§ Your objective:
State how many lines in the entries below contain the word "instance". Give only the number.

** START Material shown **

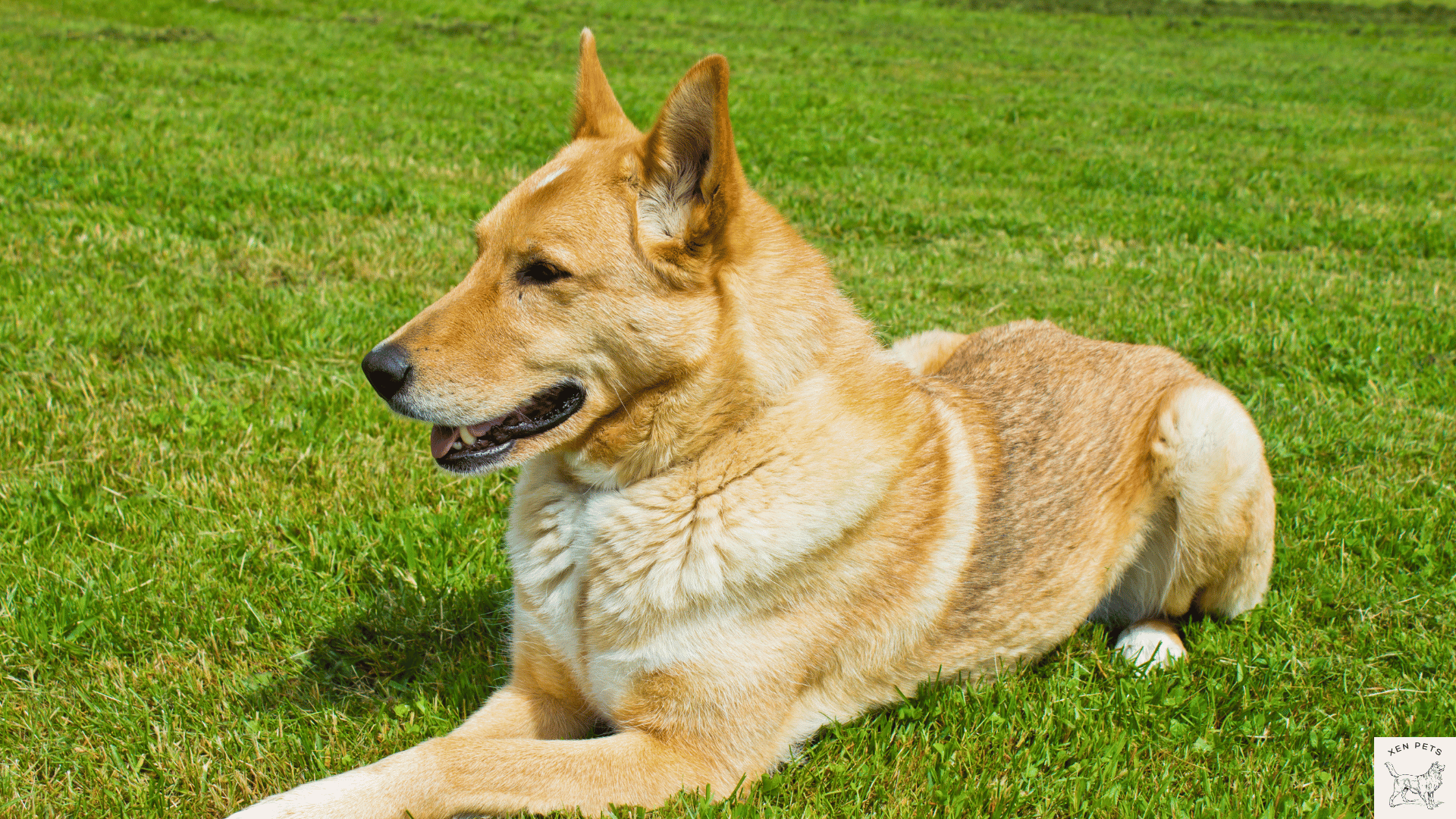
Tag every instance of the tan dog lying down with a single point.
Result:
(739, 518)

** END Material shown **
** START Material shown **

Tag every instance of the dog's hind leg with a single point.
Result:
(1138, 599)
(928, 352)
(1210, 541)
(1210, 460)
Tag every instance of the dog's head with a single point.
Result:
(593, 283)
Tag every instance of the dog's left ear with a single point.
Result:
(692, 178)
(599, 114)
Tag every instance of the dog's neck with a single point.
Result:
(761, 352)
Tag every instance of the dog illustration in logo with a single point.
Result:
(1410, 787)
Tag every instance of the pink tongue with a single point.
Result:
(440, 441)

** END Material shown **

§ Output for this exercise:
7